_Exercise objective_
Copy word for word the stretch of the earthquake passage from "Originating from the" through "300 years ago.".

_Passage_
March 1, 1999
Unlike Y2K and the millennium hysteria, an earthquake measuring 9.5 on the Richter Scale is taken very seriously by the Red Cross, emergency response teams, and local risk managers for the impending future.
Originating from the shifting of continental plates along our coastline, earthquakes happen every few hundred years. They also produce tsunamis, huge 30-foot waves, that wash over coastal lowlands. The last one happened 300 years ago.
Needless to say, an event of this magnitude nowadays would cause major disruption throughout the region. Besides humans caught in walls of water and crumbling buildings, the unleashing of toxins, flammables, and combustibles from broken pipelines into the remaining environment adds further horror to the scenario.
In an earthquake, floodplains become vibrating mud-sauce. Pipelines rupturing in our river valleys, dumping fuel into fresh water streams, or blowing up into uncontrollable fires pose unacceptable risks, especially since the resources for gas/oil fire emergencies are located at the airports and military installations along the coast, right in the path of the tsunami.
Earthquakes and gas explosions in my neighborhood worry me enough. Avoiding more risk is better earthquake preparedness than building yet another pipeline that could contaminate my aquifer as well as add fuel to the neighborhood fires.

Stored data entries:
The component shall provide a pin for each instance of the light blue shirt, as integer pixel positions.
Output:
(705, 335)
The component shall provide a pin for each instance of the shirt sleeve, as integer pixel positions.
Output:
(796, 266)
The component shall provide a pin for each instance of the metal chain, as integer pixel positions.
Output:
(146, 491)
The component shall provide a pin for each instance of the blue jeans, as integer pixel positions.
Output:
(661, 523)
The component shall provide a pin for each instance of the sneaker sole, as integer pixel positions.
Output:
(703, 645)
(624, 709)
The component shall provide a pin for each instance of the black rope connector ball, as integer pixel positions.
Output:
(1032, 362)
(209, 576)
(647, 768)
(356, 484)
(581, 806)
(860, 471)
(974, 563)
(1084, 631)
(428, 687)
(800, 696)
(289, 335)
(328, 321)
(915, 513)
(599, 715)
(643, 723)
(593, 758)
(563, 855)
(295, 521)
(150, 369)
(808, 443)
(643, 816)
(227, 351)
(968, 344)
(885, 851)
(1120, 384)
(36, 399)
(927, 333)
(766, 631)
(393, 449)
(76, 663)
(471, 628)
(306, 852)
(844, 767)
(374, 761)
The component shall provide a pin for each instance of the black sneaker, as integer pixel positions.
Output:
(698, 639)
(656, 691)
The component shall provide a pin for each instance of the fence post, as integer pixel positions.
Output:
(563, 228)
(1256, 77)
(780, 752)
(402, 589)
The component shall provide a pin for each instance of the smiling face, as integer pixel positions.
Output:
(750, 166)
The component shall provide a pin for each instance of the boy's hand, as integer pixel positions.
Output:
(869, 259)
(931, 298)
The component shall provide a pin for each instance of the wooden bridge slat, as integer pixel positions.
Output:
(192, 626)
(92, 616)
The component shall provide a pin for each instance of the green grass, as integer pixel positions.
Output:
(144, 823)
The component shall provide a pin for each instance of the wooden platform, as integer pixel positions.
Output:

_Response box_
Originating from the shifting of continental plates along our coastline, earthquakes happen every few hundred years. They also produce tsunamis, huge 30-foot waves, that wash over coastal lowlands. The last one happened 300 years ago.